-- What is being asked --
In the records below, rewrite everything from the line containing "Please outline every instance of the lower" down to the line containing "[[[160,338],[147,326],[132,330],[141,345],[158,357],[164,355]]]", both lines included, as a JSON list of strings with one string per line and no blank lines.

::::

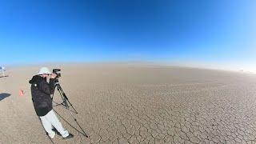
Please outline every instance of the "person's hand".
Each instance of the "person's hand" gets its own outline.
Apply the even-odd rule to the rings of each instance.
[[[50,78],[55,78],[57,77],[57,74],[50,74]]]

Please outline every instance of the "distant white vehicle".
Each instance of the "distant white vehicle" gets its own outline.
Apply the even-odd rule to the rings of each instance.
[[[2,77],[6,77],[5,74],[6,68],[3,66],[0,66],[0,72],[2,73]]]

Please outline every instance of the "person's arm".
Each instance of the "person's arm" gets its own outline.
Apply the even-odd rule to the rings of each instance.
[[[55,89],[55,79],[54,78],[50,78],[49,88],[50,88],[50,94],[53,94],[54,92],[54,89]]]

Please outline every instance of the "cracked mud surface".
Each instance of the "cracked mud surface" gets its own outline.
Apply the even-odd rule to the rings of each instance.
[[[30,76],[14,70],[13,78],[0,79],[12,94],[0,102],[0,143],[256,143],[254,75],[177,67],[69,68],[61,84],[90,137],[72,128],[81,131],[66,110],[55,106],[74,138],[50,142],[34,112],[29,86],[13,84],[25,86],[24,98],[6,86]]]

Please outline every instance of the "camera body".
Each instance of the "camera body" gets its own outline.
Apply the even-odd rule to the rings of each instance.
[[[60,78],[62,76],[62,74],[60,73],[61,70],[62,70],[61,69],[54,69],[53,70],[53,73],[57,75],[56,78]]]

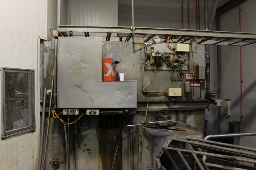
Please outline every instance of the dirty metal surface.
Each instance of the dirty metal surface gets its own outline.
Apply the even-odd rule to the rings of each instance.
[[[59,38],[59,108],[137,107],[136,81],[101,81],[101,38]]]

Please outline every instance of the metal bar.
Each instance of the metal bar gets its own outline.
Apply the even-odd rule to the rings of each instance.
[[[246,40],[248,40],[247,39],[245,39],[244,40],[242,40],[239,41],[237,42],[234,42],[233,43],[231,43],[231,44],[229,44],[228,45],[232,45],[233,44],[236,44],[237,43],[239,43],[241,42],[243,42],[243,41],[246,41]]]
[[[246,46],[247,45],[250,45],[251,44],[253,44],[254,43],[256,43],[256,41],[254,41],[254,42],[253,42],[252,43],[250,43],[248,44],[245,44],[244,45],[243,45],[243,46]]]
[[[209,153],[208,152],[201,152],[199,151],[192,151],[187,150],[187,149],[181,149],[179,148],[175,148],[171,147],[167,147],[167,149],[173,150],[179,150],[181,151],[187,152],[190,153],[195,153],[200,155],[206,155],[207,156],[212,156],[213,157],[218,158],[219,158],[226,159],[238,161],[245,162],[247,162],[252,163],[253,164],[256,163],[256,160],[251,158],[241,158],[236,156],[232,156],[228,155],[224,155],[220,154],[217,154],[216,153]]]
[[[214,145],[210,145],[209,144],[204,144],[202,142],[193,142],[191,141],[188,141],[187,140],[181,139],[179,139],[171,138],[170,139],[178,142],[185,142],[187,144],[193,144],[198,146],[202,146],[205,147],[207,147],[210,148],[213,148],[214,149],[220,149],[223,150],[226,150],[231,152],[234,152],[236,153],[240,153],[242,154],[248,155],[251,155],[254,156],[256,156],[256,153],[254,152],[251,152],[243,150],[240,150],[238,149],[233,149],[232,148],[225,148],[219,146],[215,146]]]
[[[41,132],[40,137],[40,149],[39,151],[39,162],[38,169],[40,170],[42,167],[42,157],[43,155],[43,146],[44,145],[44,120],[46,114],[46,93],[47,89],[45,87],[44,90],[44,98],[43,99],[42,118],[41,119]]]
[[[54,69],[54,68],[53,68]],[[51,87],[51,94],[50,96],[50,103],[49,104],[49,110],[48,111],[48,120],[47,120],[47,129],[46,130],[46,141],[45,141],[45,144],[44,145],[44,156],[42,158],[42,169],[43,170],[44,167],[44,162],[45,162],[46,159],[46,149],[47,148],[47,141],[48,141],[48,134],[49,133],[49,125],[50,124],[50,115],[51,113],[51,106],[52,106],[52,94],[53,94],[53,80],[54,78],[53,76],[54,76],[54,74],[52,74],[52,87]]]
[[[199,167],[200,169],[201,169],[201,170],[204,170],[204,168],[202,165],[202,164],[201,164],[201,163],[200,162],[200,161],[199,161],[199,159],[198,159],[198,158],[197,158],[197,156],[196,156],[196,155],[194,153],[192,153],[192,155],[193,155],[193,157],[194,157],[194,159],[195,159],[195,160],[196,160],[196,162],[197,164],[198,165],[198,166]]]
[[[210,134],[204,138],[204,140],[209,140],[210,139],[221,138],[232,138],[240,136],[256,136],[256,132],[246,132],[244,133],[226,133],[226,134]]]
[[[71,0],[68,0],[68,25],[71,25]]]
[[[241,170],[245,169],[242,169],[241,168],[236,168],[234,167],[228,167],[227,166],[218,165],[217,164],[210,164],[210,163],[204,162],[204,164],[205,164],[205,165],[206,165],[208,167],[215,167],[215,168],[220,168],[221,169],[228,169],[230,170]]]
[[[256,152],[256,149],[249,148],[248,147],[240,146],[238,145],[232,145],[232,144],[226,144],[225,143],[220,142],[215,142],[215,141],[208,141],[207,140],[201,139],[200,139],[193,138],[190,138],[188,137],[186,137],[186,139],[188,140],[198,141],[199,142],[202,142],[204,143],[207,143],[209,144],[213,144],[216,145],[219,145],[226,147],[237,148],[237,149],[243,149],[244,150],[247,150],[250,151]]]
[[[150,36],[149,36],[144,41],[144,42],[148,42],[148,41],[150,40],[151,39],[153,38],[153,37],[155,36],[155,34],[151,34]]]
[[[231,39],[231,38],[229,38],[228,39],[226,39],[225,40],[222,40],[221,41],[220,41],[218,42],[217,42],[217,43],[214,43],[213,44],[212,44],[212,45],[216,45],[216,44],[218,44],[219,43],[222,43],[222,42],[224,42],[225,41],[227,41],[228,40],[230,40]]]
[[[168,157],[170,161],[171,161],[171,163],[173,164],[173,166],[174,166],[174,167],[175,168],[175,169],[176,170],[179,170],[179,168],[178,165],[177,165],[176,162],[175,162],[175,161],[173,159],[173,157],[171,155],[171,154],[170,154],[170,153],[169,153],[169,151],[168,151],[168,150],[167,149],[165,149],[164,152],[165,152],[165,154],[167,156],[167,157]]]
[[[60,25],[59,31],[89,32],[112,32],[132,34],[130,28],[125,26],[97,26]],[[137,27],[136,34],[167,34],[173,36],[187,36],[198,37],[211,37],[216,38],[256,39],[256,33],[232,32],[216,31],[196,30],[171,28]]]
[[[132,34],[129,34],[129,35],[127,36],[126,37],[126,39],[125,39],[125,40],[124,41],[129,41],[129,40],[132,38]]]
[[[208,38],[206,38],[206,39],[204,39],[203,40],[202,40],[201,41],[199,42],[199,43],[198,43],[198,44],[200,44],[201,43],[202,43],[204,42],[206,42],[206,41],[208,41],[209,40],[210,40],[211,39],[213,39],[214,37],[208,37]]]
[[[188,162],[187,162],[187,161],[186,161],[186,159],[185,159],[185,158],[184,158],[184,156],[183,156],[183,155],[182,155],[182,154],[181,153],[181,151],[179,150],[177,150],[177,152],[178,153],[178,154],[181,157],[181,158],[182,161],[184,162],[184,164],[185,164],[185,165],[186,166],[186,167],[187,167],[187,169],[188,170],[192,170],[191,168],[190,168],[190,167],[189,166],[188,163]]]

::::

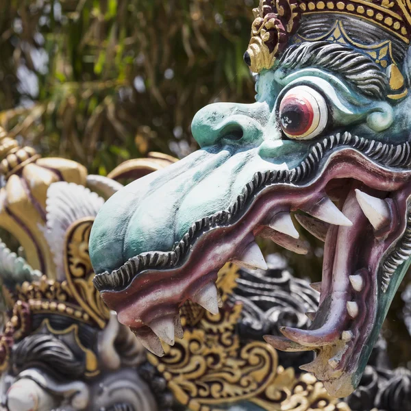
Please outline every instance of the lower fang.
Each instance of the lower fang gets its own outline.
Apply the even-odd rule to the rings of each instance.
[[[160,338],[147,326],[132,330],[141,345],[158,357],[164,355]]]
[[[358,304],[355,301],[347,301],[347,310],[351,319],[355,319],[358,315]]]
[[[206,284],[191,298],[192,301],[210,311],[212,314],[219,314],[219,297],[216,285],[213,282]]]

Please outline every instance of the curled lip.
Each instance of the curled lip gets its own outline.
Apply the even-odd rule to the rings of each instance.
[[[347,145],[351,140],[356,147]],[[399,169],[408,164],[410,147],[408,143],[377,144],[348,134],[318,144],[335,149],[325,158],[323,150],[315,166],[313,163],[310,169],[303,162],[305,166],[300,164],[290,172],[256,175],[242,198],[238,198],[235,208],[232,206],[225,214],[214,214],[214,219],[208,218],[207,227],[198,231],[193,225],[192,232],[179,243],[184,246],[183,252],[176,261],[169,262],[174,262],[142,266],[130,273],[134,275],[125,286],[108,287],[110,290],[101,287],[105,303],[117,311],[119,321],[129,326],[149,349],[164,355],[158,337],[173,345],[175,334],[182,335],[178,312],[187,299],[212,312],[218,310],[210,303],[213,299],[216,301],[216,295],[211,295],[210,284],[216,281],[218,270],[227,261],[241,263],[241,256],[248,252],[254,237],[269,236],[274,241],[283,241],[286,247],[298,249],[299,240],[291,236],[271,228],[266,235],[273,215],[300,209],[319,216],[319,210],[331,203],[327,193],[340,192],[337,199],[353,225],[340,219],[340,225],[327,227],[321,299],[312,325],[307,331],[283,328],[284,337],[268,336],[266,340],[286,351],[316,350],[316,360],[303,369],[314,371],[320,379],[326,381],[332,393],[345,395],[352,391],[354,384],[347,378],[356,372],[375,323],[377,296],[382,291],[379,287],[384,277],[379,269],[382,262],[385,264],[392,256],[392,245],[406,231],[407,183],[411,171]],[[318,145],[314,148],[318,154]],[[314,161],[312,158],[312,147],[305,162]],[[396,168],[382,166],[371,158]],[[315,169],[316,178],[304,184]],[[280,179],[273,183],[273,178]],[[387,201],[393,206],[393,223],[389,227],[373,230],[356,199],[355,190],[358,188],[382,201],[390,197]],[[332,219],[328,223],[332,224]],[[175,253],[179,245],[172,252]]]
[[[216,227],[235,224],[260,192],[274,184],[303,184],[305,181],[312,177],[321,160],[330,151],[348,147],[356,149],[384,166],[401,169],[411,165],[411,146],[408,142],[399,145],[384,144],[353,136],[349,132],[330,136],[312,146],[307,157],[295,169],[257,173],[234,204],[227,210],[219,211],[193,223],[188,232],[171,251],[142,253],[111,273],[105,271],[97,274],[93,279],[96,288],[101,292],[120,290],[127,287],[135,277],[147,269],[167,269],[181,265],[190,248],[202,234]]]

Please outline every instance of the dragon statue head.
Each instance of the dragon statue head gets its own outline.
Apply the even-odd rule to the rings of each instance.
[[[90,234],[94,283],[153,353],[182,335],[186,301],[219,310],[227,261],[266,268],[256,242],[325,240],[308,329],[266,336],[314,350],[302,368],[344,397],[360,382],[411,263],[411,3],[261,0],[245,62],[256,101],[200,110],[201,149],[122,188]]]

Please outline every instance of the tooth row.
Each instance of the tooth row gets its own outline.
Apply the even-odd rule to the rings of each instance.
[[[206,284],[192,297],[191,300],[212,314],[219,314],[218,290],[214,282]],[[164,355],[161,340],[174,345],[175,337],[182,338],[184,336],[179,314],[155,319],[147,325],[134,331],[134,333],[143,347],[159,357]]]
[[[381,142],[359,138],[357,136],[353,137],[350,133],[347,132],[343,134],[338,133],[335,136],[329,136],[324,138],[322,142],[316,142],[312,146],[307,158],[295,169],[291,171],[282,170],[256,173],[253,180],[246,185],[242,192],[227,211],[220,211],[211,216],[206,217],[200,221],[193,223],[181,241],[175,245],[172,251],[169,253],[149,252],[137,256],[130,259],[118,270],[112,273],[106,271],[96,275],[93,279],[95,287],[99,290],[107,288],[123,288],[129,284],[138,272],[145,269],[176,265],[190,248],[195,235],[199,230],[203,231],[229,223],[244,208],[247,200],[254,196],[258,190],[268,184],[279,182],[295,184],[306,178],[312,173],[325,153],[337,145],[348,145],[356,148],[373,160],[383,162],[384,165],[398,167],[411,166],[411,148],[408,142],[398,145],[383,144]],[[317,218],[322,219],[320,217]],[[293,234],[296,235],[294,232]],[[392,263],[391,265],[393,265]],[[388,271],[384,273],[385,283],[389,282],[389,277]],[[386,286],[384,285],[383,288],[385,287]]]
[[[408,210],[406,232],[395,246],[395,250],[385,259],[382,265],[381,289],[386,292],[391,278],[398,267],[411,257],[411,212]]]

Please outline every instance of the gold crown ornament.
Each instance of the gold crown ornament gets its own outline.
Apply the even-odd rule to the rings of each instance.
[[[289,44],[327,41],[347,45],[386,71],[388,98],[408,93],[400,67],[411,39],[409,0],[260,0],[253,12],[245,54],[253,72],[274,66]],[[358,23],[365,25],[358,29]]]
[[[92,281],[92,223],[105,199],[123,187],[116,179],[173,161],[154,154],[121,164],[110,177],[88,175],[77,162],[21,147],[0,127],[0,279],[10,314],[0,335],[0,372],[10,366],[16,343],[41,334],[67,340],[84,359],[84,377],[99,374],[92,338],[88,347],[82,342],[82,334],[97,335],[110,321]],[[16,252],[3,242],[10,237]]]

::::

-- Exercise output --
[
  "Please outline every instance of the lower fang.",
  "Each instance of the lower fang gets its own outline.",
  "Apply the even-odd rule to the rings of each instance.",
  "[[[160,338],[147,326],[132,330],[141,345],[158,357],[164,355]]]"
]